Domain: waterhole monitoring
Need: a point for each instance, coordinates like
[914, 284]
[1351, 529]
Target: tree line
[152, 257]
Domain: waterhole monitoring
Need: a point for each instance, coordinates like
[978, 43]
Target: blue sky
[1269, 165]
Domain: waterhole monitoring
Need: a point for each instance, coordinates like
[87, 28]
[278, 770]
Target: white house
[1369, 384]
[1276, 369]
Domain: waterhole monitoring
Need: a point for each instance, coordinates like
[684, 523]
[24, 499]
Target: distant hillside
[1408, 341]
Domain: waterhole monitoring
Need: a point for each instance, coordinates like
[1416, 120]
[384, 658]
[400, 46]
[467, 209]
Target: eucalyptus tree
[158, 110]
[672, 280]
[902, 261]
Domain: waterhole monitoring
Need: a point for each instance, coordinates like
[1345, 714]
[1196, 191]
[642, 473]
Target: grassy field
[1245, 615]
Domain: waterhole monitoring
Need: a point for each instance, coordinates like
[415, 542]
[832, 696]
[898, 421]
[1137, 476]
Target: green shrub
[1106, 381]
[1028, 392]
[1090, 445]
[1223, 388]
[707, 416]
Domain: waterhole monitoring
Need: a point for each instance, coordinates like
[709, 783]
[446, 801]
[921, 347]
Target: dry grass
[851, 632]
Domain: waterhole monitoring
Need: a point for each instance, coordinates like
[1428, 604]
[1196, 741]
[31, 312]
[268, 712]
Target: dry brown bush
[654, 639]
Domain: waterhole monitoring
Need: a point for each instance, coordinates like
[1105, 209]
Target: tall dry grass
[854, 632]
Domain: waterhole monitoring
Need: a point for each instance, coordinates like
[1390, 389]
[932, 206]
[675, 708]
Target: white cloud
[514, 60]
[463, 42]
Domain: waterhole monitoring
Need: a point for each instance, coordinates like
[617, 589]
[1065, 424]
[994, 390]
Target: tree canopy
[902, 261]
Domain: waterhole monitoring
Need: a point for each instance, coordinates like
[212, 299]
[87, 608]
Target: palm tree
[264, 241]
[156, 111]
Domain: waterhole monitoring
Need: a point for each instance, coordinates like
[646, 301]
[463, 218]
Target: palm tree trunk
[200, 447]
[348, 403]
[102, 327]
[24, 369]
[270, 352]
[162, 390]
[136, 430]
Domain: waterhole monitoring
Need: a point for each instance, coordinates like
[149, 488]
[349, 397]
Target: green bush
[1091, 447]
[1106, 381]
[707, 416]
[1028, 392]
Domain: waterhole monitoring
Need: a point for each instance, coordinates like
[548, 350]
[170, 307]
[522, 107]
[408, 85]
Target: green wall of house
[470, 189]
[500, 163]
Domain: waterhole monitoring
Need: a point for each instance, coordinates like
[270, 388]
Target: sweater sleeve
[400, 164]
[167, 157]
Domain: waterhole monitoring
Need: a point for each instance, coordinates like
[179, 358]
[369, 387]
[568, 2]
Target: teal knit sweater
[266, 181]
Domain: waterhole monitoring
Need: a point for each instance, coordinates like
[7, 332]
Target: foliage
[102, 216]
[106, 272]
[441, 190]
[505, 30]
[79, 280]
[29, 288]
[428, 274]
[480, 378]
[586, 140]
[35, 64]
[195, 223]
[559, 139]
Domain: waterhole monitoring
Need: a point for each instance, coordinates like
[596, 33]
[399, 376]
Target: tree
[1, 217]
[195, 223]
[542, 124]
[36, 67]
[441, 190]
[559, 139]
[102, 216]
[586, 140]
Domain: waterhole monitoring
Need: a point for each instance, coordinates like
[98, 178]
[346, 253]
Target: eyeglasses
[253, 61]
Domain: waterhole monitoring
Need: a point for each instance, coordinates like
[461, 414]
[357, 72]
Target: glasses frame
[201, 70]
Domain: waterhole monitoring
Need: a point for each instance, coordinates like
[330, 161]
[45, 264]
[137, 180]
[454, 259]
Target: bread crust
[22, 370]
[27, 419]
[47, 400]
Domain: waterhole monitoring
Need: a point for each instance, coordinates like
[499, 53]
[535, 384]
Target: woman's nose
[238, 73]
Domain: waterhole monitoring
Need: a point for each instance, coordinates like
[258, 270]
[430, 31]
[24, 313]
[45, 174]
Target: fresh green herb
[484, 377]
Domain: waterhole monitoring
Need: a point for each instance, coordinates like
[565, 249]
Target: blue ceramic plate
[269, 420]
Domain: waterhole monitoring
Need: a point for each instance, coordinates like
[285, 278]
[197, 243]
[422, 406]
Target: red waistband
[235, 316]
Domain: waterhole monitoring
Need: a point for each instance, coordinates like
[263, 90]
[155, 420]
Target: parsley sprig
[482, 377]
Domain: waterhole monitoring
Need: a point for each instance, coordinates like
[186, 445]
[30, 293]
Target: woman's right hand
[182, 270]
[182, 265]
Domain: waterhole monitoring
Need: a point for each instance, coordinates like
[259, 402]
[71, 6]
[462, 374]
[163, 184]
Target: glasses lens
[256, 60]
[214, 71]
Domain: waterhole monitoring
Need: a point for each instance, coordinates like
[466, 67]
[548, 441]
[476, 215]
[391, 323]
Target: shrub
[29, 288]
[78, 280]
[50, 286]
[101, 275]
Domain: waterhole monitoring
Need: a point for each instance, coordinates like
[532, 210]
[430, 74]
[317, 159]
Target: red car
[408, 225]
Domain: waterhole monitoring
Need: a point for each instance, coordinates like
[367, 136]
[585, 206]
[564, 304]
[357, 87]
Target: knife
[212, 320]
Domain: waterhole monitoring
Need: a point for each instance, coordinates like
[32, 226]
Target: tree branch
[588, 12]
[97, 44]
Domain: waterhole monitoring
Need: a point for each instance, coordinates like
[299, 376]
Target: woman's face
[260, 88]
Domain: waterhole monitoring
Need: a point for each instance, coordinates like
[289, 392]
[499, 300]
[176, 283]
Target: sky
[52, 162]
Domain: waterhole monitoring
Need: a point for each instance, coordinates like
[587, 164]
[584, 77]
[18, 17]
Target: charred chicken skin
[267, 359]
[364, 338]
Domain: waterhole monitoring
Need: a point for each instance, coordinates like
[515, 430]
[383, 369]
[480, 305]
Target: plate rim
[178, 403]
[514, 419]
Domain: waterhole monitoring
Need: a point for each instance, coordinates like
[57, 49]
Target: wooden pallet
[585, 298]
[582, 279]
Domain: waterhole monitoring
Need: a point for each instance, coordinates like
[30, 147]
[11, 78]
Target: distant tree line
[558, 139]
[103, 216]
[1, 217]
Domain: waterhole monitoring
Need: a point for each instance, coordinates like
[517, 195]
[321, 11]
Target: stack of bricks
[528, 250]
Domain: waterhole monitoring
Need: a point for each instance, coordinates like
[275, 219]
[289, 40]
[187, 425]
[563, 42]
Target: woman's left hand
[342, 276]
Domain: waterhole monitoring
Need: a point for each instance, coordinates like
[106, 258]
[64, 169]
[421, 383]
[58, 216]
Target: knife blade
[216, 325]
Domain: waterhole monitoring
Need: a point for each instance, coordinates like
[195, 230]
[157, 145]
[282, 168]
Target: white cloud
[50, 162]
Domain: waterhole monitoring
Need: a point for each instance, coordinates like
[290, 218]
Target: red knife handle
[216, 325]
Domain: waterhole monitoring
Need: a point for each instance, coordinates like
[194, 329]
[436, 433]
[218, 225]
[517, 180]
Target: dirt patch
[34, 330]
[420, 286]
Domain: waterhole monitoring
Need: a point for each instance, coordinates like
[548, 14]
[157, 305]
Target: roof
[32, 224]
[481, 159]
============
What is being asked: Please rewrite the listing above from its first line through the line containing "[1408, 341]", replacing "Target" with "Label" and leaving everything else unchanged.

Result of this exercise:
Domain: waterhole monitoring
Need: a point for each instance, coordinates like
[914, 284]
[1351, 529]
Label: tree line
[152, 257]
Domain: waterhole monitoring
Need: a point for each instance, coordinates like
[978, 43]
Label: blue sky
[1269, 165]
Domain: waterhole monitoring
Need: a point for each instance, coordinates like
[87, 28]
[278, 770]
Label: white house
[1369, 384]
[1276, 369]
Domain: waterhole monitoring
Need: a point for each instance, coordinates like
[684, 523]
[24, 499]
Label: distant hillside
[1408, 341]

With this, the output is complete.